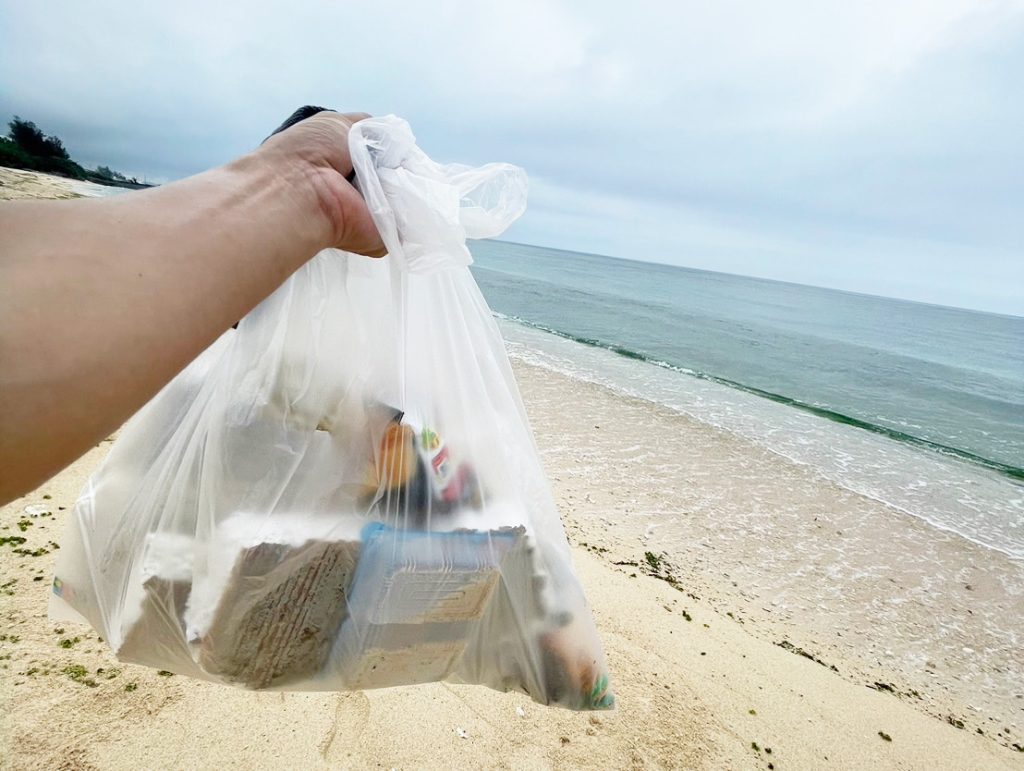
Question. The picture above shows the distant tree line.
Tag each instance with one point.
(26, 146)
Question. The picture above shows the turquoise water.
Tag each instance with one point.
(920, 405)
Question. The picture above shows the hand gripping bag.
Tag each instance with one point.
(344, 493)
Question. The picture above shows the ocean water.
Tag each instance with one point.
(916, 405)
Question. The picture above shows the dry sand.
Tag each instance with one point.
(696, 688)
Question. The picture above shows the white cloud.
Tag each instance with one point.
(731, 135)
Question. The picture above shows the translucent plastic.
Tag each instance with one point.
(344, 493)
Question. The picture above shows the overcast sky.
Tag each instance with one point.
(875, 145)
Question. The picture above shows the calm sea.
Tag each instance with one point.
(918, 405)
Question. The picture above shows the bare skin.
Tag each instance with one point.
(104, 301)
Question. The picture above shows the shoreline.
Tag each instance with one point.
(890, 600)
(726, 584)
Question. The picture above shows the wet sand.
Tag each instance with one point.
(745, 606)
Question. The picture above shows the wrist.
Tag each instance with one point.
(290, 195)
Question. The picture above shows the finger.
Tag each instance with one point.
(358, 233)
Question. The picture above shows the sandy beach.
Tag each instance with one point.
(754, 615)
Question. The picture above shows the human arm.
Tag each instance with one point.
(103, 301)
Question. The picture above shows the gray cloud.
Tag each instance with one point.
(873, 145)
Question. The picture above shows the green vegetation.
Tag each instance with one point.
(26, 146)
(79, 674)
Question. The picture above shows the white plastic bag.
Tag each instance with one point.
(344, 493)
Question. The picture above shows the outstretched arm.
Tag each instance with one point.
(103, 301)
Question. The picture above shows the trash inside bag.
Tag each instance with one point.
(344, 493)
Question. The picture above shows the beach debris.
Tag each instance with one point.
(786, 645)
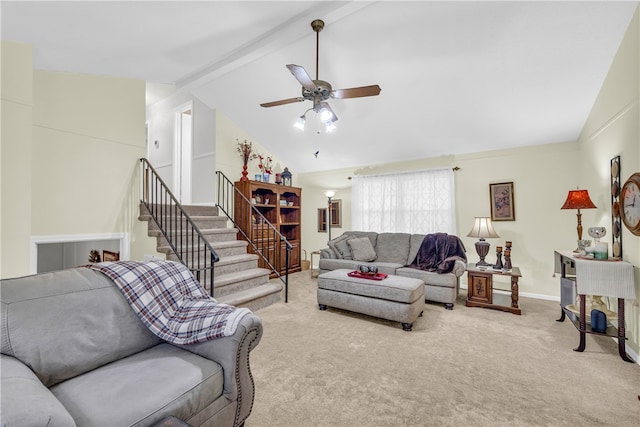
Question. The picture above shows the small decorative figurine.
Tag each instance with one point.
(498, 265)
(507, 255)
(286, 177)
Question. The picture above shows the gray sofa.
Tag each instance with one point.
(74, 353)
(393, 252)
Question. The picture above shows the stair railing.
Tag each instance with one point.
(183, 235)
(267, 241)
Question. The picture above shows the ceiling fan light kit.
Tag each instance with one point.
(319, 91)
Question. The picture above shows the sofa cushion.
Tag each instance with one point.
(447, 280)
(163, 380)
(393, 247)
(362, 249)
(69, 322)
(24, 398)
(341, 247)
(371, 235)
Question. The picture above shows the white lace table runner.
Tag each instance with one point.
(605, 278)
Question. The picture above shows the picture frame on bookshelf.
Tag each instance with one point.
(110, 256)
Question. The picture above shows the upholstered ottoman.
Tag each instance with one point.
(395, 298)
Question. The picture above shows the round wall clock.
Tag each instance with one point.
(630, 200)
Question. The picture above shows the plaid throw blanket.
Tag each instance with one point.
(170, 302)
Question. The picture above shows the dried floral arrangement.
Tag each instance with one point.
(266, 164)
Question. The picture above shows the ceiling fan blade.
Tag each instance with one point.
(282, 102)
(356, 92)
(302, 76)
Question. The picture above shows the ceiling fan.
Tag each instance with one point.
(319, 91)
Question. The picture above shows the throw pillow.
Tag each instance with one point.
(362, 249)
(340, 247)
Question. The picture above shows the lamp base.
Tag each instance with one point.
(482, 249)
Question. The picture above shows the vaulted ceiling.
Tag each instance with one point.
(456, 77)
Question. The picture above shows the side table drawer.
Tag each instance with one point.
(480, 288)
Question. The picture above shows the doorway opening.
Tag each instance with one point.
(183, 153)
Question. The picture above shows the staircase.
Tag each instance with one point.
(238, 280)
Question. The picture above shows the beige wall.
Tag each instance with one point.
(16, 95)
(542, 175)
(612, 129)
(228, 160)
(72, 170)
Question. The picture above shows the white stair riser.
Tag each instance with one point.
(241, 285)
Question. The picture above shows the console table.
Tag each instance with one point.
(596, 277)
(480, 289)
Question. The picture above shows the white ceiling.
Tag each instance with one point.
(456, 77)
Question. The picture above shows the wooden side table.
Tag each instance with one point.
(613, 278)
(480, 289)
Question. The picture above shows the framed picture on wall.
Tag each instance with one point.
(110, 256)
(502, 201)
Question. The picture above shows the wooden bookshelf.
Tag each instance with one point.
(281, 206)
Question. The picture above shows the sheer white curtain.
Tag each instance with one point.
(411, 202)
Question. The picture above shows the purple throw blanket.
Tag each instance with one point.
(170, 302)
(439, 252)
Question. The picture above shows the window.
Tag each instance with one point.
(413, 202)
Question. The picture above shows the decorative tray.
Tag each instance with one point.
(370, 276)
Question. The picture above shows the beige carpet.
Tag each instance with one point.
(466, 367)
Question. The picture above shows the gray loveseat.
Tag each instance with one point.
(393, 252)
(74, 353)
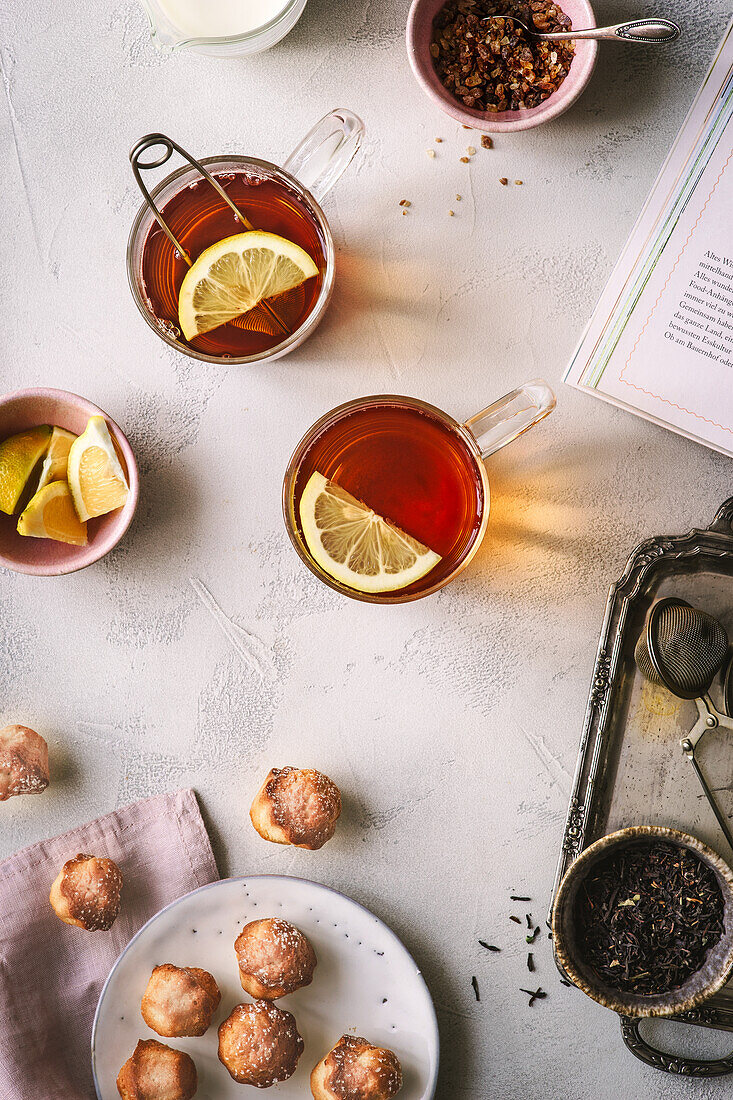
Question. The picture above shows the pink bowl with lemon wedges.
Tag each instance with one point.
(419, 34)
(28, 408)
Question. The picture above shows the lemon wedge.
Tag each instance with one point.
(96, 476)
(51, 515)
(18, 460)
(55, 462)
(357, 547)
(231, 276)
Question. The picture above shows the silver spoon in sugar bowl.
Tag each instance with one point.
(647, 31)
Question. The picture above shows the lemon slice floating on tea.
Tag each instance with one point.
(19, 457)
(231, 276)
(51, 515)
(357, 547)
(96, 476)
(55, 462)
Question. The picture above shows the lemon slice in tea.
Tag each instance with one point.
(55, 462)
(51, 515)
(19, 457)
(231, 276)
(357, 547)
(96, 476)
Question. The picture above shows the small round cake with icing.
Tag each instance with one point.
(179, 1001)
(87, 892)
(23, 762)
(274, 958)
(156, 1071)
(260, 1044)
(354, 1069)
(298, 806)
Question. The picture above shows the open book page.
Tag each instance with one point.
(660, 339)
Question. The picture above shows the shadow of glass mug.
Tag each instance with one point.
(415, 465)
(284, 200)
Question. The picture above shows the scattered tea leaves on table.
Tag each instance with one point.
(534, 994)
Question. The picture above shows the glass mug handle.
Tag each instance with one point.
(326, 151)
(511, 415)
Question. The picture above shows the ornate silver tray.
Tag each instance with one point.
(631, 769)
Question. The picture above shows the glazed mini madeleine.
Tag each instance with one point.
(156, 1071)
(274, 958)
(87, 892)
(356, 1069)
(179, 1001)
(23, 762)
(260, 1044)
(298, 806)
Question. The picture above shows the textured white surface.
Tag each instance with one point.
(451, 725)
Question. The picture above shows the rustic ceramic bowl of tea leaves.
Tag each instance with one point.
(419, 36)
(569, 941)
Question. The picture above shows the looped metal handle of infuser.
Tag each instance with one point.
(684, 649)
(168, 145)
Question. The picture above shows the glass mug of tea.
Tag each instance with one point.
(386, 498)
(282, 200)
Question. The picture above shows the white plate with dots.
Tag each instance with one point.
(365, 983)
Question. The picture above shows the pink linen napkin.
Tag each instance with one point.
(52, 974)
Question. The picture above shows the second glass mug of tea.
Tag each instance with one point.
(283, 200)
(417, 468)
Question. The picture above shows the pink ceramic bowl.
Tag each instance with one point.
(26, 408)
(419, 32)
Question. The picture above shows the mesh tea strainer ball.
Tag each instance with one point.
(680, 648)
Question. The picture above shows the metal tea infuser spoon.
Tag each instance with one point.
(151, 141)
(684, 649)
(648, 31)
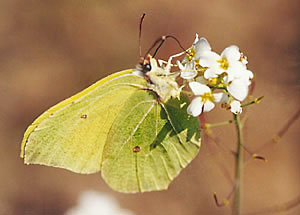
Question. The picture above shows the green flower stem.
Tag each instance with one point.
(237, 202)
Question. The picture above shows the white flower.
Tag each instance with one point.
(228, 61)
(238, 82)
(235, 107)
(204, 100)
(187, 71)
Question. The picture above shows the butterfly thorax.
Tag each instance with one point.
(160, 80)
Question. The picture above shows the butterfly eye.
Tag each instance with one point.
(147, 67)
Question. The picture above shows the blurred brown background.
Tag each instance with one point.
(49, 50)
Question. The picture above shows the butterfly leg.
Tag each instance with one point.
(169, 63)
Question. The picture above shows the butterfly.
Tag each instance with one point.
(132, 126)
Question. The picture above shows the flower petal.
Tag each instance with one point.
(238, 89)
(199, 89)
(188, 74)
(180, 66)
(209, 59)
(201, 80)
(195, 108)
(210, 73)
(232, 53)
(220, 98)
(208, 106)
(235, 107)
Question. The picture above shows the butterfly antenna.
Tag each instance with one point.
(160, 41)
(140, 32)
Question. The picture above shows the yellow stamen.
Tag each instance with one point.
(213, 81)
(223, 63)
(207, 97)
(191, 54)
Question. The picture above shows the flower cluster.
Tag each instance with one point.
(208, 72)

..........

Begin with the line that contains "Question. The picture above shows the butterfly leg." and end with the last line of the records; set down every line in that span exactly, and nothing else.

WRITTEN SOLUTION:
Question. The picture above shows the butterfly leg.
Tag each instance with one point.
(169, 63)
Question. The picture above shows the butterfly.
Tag each instance with one point.
(132, 126)
Question. The picture above shows the flower petal.
Tag each instance with one point.
(238, 89)
(199, 89)
(188, 74)
(180, 66)
(209, 59)
(201, 80)
(195, 108)
(210, 73)
(232, 53)
(220, 98)
(208, 106)
(235, 107)
Question. The picture above shows the butterfly antenna.
Tag each instance with one point.
(160, 41)
(140, 32)
Question. The picture above shows the yellow stamen.
Tag each instance with one point.
(213, 81)
(223, 63)
(207, 97)
(191, 54)
Question. The picture above shows the flower cluster.
Tag each instance with one point.
(208, 72)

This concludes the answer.